** Opening Material for this exercise block **
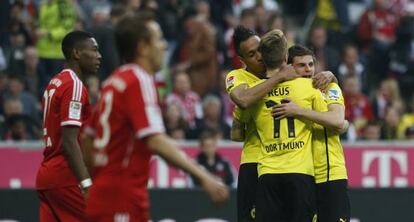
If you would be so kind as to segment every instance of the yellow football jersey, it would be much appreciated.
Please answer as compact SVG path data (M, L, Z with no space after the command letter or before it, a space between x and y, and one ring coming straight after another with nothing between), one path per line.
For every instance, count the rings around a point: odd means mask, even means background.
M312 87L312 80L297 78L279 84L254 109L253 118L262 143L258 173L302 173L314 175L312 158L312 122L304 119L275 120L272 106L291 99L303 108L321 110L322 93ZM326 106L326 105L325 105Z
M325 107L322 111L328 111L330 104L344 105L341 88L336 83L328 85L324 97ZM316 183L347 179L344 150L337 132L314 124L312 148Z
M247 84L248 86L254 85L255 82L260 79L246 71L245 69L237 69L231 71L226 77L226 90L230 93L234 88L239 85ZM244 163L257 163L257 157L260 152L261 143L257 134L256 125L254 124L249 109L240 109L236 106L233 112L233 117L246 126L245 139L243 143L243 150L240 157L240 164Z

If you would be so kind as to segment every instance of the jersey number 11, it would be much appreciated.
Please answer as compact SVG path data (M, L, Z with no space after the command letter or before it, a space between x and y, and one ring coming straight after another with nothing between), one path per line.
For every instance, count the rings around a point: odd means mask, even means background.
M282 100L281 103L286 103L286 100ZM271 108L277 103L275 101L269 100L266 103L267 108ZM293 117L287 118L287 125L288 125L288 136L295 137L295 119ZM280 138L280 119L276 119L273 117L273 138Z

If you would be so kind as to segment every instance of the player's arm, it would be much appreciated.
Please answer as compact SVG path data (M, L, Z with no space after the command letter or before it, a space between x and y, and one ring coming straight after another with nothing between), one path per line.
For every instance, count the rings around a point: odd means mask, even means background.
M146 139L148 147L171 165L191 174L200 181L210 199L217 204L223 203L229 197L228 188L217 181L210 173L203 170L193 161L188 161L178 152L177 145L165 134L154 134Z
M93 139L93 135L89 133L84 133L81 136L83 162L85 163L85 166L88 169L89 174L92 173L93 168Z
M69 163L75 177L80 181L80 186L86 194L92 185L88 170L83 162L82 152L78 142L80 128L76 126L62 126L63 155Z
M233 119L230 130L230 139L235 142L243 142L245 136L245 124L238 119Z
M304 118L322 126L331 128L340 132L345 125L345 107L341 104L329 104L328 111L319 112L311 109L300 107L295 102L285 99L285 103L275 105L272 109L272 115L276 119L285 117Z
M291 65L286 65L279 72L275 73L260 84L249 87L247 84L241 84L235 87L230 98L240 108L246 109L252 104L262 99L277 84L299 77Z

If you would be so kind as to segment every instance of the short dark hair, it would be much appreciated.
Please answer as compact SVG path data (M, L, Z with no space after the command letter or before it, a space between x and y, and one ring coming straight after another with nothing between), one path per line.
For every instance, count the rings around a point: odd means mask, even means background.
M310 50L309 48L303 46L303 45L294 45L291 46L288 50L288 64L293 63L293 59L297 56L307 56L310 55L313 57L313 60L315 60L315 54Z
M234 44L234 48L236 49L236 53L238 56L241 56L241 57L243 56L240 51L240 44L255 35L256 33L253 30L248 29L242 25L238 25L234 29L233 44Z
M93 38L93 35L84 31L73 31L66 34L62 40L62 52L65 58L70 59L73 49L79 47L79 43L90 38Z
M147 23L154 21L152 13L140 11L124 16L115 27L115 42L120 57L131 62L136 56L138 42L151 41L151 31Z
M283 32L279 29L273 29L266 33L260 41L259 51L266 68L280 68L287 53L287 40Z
** Closing Material for this exercise block **
The problem — Copy out all the data exactly; skip the pictures.

Answer area —
If you would be so kind as to segment every instance of the yellow football jersey, it would be much appreciated.
Please answer as compact SVG path data (M, L, Z with no space after the command letter or before it, a space between x and y, and one ring coming straight after another with nothing between), one path per line.
For every instance, count the rings around a point: odd means mask, even means background.
M312 87L312 80L297 78L279 84L254 109L253 118L262 143L258 173L302 173L314 175L312 158L312 122L304 119L275 120L272 106L291 99L303 108L321 110L322 93ZM326 106L326 105L325 105Z
M325 107L322 111L328 111L330 104L344 105L341 88L336 83L328 85L324 97ZM316 183L347 179L344 150L337 132L314 124L312 148Z
M247 84L248 86L254 85L255 82L260 79L246 71L245 69L237 69L231 71L226 77L226 90L230 93L234 88L239 85ZM244 163L257 163L257 157L260 152L261 143L257 134L256 125L254 124L249 109L240 109L236 106L233 112L233 117L246 126L245 139L243 143L243 150L240 157L240 164Z

If you would be so kind as to segment every instance of the jersey number 11, it would be much appreciated.
Please answer as compact SVG path data (M, L, Z with no space after the command letter or before it, a space between x and y, and one ring coming straight after another with nothing between), one path per line.
For every instance, count the rings around a point: odd means mask, even means background.
M282 100L281 103L286 103L286 100ZM271 108L277 103L275 101L269 100L266 103L267 108ZM293 117L287 118L287 125L288 125L288 136L295 137L295 119ZM280 138L280 119L276 119L273 117L273 138Z

If you would be so kind as to segment every instance of the player's arm, it would be much appreciated.
Please answer as compact SVG path data (M, L, Z with no space after the command letter or before it, a space between x and y, and one ring coming straight after another with nothing between), one path per line.
For every instance, count the rings around a point: odd means mask, even means background.
M146 139L148 147L171 165L191 174L200 181L210 199L217 204L223 203L229 197L228 188L217 181L210 173L203 170L193 161L188 161L178 152L177 145L165 134L154 134Z
M93 139L93 135L89 133L84 133L81 136L83 162L85 163L85 166L88 169L89 174L92 173L93 168Z
M69 163L75 177L80 181L80 186L86 194L92 185L88 170L83 162L82 152L78 142L80 128L76 126L62 126L63 155Z
M233 119L230 130L230 139L235 142L243 142L245 136L245 124L238 119Z
M304 118L322 126L331 128L340 132L345 125L345 107L341 104L329 104L328 111L319 112L311 109L300 107L295 102L285 99L285 103L275 105L272 109L272 115L276 119L285 117Z
M291 65L286 65L279 72L275 73L260 84L249 87L247 84L241 84L235 87L230 98L240 108L246 109L252 104L262 99L277 84L299 77Z

If you would be so kind as to segment every instance of the short dark hair, it would be much appreciated.
Please answer as compact SVG path data (M, L, Z with no space after the command letter or before it, a space between x and y, and one ring coming straight after another with nothing between), one path per line.
For every instance, count the rings around a point: odd means mask, even means background.
M310 50L309 48L303 46L303 45L294 45L291 46L288 50L288 64L293 63L293 59L297 56L307 56L310 55L313 57L313 60L315 60L315 54Z
M234 44L234 48L236 49L236 53L238 56L241 56L241 57L243 56L240 51L240 44L255 35L256 33L253 30L248 29L242 25L238 25L234 29L233 44Z
M93 38L93 35L84 31L73 31L66 34L62 40L62 52L65 58L70 59L73 49L79 47L79 43L90 38Z
M147 23L154 21L152 13L140 11L124 16L115 27L115 42L120 57L131 62L136 56L138 42L151 41L151 31Z
M283 32L279 29L273 29L266 33L260 41L259 51L266 68L280 68L287 53L287 40Z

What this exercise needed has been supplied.